Given problem 1
List each piece of equipment named in the text about the dam.
Given problem 2
Update the stretch of rows in the extracted records from their start through the line containing "<point>61,10</point>" by replacing "thickest" with "widest" and leaving everything else unchanged. Leave the pictures out of your answer.

Source text
▽
The perimeter fence was easily breached as expected, the southwest corner of the dam was under control, and the second group rapidly advanced along the top of the dam.
Moving at speeds of up to 40 miles per hour and taking great advantage of their night-vision goggles, the Rangers captured several Iraqis in the process of securing the southeast corner. (The Iraqi insurgents were all facing in a southeast direction toward the Euphrates River, so an approach from the west made the most sense.) Part of this second group split off to clear the administration building, undertaking a laborious room by room search that took four hours.
A complicating factor was the fact that the group ran out of breaching charges, and then out of shotgun shells, forcing the Rangers to resort to rather unusual means to break down the doors.
△
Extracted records
▽
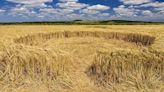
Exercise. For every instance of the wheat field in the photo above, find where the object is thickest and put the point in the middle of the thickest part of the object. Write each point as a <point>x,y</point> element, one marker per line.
<point>82,58</point>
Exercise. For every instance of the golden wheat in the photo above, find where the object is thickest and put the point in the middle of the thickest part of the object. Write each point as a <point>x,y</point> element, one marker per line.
<point>82,58</point>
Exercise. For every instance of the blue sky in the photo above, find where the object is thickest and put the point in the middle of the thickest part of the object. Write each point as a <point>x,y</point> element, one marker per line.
<point>61,10</point>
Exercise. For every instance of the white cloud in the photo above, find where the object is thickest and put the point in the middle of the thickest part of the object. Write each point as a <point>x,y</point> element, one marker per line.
<point>72,5</point>
<point>153,4</point>
<point>135,2</point>
<point>98,7</point>
<point>69,0</point>
<point>126,11</point>
<point>147,13</point>
<point>95,9</point>
<point>29,1</point>
<point>2,11</point>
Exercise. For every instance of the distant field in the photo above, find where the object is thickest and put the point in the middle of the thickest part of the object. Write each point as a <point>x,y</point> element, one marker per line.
<point>81,58</point>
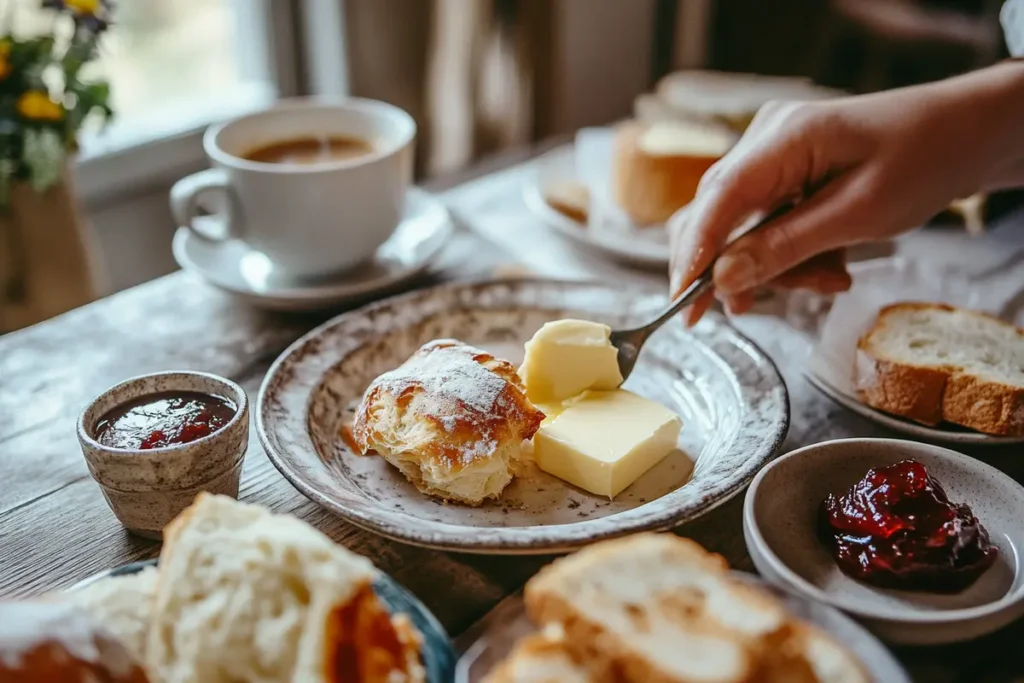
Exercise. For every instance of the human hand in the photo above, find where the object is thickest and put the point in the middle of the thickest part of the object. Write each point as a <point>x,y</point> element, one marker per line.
<point>862,168</point>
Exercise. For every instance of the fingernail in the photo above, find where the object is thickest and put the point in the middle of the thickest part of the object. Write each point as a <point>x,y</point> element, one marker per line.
<point>675,283</point>
<point>736,272</point>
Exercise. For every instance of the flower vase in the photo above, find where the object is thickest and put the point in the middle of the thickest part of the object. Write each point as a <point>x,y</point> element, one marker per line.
<point>47,263</point>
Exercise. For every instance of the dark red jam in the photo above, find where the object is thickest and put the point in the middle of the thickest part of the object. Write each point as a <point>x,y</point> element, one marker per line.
<point>897,528</point>
<point>163,419</point>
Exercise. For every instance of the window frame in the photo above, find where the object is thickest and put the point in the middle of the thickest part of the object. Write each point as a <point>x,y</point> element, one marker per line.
<point>132,157</point>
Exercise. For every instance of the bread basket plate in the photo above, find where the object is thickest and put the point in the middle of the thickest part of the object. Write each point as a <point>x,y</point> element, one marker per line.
<point>646,247</point>
<point>438,655</point>
<point>731,398</point>
<point>824,374</point>
<point>487,642</point>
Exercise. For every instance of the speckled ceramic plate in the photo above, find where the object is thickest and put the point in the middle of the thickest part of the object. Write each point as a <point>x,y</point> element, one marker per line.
<point>730,397</point>
<point>438,655</point>
<point>489,641</point>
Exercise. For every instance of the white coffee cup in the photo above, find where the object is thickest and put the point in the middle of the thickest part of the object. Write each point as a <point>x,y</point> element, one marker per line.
<point>308,219</point>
△
Task output 1
night-vision goggles, breaching charges, shotgun shells

Task output 2
Exercise. For every instance of the wheat field in the photo above, find where the object is widest and put the point in the middle of the widest part of the object. Write each point as a <point>x,y</point> element, one marker per line.
<point>82,58</point>
Exercise. For every instance of the golden wheat in the photo above, find where the object is widest and put the point in the middle of the widest part of the object. Write each point as a <point>x,y</point> element, one marker per line.
<point>82,58</point>
Exercise. For every instance of the blue sky in the photo above, find where the object is widest and put the point in the middle of the widest part of the object. Write each point as a <point>x,y</point> element, one marker per line.
<point>61,10</point>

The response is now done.